DATA SHOWN:

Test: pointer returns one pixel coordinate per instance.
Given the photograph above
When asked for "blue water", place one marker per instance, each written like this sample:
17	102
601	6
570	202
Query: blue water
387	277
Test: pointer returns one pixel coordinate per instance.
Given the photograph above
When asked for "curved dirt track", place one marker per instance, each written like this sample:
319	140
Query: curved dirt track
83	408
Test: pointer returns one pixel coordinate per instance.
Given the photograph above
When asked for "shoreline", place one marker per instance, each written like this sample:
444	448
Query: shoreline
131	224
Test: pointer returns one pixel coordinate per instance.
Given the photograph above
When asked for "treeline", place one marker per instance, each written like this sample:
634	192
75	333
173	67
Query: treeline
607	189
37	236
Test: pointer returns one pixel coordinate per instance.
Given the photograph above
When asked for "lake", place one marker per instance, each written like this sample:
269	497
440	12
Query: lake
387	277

TO BE DONE:
Write each line above out exactly.

WRITTEN SOLUTION:
Test: pointer returns one pixel coordinate per instance.
Given the photograph above
When asked for "blue water", place one marker per instance, each written like this sample:
17	102
601	6
570	202
Query: blue water
387	277
Test: pointer returns one pixel coordinate per instance.
Given the photograph above
When asked for "curved dirt track", place one marker per instance, each written like this sample:
319	140
Query: curved dirt track
83	408
Test: pointer returns one pixel coordinate per instance.
Given the photograph above
When asked for "shoreline", place one marker per instance, each written like this sample:
444	448
Query: shoreline
131	224
Test: pointer returns one pixel coordinate per instance.
Given the photograph above
When asked for "treeline", place one marker per instance, each written like this sample:
634	192
75	333
173	67
Query: treeline
607	189
37	236
Test: pointer returns one pixel coordinate per instance.
Given the photograph above
When asked for "lake", place one marker per instance, each written like this sample:
269	497
440	12
Query: lake
387	277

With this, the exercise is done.